--- Start ---
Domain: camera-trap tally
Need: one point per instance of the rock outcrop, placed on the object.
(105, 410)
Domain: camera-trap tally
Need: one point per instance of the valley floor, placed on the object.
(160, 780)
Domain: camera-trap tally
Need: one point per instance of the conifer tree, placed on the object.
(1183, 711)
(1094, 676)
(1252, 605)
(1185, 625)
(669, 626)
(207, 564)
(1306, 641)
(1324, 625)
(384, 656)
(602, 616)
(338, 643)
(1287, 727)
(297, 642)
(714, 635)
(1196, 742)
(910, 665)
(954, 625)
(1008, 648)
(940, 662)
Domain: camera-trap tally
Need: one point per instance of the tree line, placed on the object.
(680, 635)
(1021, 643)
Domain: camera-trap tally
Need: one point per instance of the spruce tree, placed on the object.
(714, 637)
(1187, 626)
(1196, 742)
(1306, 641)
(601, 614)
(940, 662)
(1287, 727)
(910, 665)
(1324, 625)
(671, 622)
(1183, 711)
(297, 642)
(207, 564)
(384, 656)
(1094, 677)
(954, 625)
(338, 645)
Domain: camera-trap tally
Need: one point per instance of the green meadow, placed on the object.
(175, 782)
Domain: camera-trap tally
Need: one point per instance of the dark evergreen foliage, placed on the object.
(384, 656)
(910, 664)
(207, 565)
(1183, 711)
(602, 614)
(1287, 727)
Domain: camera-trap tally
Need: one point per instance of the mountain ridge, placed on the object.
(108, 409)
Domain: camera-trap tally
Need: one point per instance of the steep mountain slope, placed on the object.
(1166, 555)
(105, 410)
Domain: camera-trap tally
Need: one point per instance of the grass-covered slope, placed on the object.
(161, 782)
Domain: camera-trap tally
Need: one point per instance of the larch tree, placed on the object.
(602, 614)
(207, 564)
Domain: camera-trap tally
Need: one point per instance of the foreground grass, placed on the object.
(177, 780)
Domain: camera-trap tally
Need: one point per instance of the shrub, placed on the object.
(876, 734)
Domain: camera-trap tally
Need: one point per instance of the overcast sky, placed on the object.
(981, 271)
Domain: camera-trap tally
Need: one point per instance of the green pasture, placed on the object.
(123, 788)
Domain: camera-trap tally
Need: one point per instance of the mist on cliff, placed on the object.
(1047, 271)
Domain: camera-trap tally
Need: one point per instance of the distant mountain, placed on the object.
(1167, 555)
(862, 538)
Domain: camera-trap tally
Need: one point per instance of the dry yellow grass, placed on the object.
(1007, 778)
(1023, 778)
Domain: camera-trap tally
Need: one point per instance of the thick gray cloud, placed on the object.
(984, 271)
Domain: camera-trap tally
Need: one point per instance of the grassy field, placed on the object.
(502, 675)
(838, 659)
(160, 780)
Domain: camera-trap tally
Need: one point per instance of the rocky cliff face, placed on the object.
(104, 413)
--- End ---
- _Task to carry out_
The entries above should be repeated exactly, every one of them.

- _Written response_
Domain: camera-trap tally
Need: one point per instance of the rock outcrop, placed on the object.
(105, 410)
Domain: camera-trap tally
Need: one point per instance of the valley floor, placed on the object.
(160, 780)
Domain: camera-trap tally
Need: one point per instance of the conifer tree, placed on the object.
(1183, 711)
(1094, 676)
(1252, 605)
(1185, 625)
(669, 626)
(207, 564)
(1306, 641)
(1324, 625)
(384, 656)
(602, 616)
(338, 643)
(1287, 727)
(297, 642)
(714, 635)
(1196, 742)
(910, 665)
(954, 625)
(1008, 648)
(940, 662)
Domain: camera-trap tally
Need: one point per instance of the tree line, placed on the object.
(680, 635)
(1021, 643)
Domain: camera-trap tally
Need: one point per instance of the spruce tree, placed on the object.
(714, 637)
(1187, 626)
(1196, 742)
(1306, 641)
(601, 614)
(940, 662)
(1287, 727)
(910, 665)
(1324, 625)
(671, 622)
(1183, 711)
(297, 642)
(207, 564)
(384, 656)
(1094, 677)
(954, 625)
(338, 645)
Domain: camera-trap tally
Need: one point per instance of the green meadow, placed on the object.
(175, 782)
Domain: camera-trap tally
Need: one point per instance of the dark evergreen foliage, placed on the object.
(384, 656)
(910, 664)
(207, 565)
(1183, 711)
(602, 614)
(1287, 727)
Domain: camera-trap tally
Need: one point per instance of the mountain ridge, placed on the object.
(108, 409)
Domain: camera-trap tally
Need: one point per instance of the steep mountain slope, placed on the object.
(1166, 555)
(105, 410)
Domain: camera-trap tally
Need: one point per instance of the grass-covered slope, placed on the object.
(161, 782)
Domain: camera-trap tally
Need: one point per instance of the larch tree, placed on the object.
(602, 614)
(207, 564)
Domain: camera-trap tally
Need: one point per instance of the foreground grass, placed on the object.
(177, 780)
Domain: camera-trap tally
Need: one point per instance of the shrub, placed on the object.
(876, 734)
Domain: camera-trap tally
Need: one point per instance of the overcast sky, placed on the object.
(981, 271)
Domain: camera-trap tally
Need: one point per instance of the green pasture, placed on the object.
(123, 788)
Domain: camera-trap tally
Need: one point per instance of the mist on cliff, placed on the object.
(1047, 271)
Domain: camera-trap tally
Need: one point per instance of the distant mountain, placed on the object.
(1167, 555)
(862, 538)
Domain: camera-trap tally
Need: one point per instance of the dry yellow grass, placed on the object.
(1007, 778)
(1023, 778)
Domain: camera-trap tally
Need: one point per instance of the thick gray cloud, placed on the object.
(984, 271)
Domain: camera-trap tally
Need: one point per instance of the grassy field, placed on the object.
(502, 675)
(838, 659)
(160, 780)
Domain: camera-trap tally
Need: one point per instance of the rocky cliff face, placed on the object.
(104, 413)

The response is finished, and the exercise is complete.